Take the records underneath and set them down exactly.
== == ==
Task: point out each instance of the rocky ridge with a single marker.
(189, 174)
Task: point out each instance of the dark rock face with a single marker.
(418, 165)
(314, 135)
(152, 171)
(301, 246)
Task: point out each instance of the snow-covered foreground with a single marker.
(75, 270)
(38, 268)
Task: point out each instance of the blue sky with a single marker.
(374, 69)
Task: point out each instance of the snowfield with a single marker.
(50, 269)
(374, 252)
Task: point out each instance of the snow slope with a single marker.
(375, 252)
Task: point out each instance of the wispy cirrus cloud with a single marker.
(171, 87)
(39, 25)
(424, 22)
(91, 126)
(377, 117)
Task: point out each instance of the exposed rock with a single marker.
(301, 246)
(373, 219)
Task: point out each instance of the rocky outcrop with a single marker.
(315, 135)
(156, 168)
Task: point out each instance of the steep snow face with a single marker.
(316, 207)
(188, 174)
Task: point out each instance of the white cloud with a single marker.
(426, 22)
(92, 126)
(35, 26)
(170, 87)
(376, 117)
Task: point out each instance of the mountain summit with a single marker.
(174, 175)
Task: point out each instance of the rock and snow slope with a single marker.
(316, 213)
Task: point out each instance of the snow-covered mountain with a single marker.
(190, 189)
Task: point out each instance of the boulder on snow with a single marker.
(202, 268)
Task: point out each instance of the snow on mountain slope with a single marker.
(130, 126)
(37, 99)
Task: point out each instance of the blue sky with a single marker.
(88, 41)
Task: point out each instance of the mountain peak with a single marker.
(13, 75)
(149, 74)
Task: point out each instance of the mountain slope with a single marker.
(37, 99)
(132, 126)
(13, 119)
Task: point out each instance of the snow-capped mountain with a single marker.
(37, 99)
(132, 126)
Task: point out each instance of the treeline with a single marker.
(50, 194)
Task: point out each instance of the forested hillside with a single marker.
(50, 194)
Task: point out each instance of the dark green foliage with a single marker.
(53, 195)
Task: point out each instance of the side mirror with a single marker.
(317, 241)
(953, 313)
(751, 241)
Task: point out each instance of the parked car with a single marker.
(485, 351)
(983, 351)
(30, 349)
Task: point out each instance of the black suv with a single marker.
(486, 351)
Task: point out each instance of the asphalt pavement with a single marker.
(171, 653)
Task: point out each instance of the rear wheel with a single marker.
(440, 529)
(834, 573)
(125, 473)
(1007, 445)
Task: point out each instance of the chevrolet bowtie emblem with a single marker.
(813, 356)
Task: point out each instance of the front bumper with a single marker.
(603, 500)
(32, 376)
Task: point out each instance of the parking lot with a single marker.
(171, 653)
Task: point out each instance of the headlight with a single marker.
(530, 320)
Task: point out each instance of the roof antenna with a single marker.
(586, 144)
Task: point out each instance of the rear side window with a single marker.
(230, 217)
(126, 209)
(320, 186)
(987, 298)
== == ==
■ SOLVED PROBLEM:
Task: point out each instance of the rocky ridge with a single marker.
(189, 174)
Task: point out each instance of the dark rock face with a single marker.
(418, 165)
(314, 135)
(152, 171)
(301, 246)
Task: point out each instance of the snow-covered foreground with a single marker.
(75, 270)
(38, 268)
Task: point out each instance of the blue sky with a single marker.
(374, 69)
Task: point out each instance of the snowfield with a single marker.
(50, 269)
(374, 252)
Task: point out each instance of the snow slope with a single marker.
(375, 252)
Task: point out each instance of the wispy cirrus cloud with a single marker.
(171, 87)
(39, 25)
(424, 22)
(91, 126)
(377, 117)
Task: point out each instance of the exposed rock with a single marker.
(301, 246)
(373, 219)
Task: point out each instance of the rocky outcrop with a single marker.
(315, 135)
(156, 168)
Task: point out each instance of the steep snow face with a single marker.
(316, 207)
(188, 174)
Task: point out each instance of the white cloud with a single marker.
(426, 22)
(92, 126)
(35, 26)
(170, 87)
(376, 117)
Task: point out each instance of the mountain summit with a single marker.
(174, 175)
Task: point out each instance of the rock and snow slope with a single marker.
(316, 213)
Task: point out each instance of the snow-covered mountain with a single marker.
(190, 189)
Task: point out each instance of the boulder on snow with a single marker.
(202, 268)
Task: point out each instance of the snow on mountain slope with a single marker.
(130, 126)
(37, 99)
Task: point out each instance of the blue sky with a single marker.
(88, 41)
Task: point out each instance of the mountain peak with a single marker.
(13, 75)
(149, 74)
Task: point out each instance of the mountain slope with a single marker.
(37, 99)
(132, 126)
(13, 119)
Task: point out each instance of the snow-capped mountain with a single marker.
(37, 99)
(132, 126)
Task: point out each instance of the treeline with a single marker.
(50, 194)
Task: point out each instance of the forested hillside with a single marker.
(50, 194)
Task: point out each instance of the dark green foliage with a single marker.
(53, 195)
Task: point out each instance of the side mirror with a single marker.
(317, 241)
(953, 313)
(751, 241)
Task: point out each instance of the parked car with a single marker.
(485, 351)
(983, 351)
(30, 349)
Task: point out each instance of the black suv with a single marker.
(486, 351)
Task: point out each instance of the asphalt pavement with a single marker.
(171, 653)
Task: point out each instance of the rear wheel with a single marker.
(440, 529)
(834, 573)
(125, 473)
(1007, 445)
Task: point out each instance of the chevrolet bowtie emblem with a single marker.
(813, 356)
Task: point out each instance of the front bumper with a single marker.
(603, 500)
(32, 376)
Task: point out each instance of the parking lot with a single marker.
(171, 653)
Task: point out each instance of the headlight with a single marker.
(530, 320)
Task: point out each instance of the roof antenna with a single marker.
(586, 144)
Task: point out each instance of the rear side window with a single marker.
(230, 217)
(126, 209)
(320, 186)
(987, 298)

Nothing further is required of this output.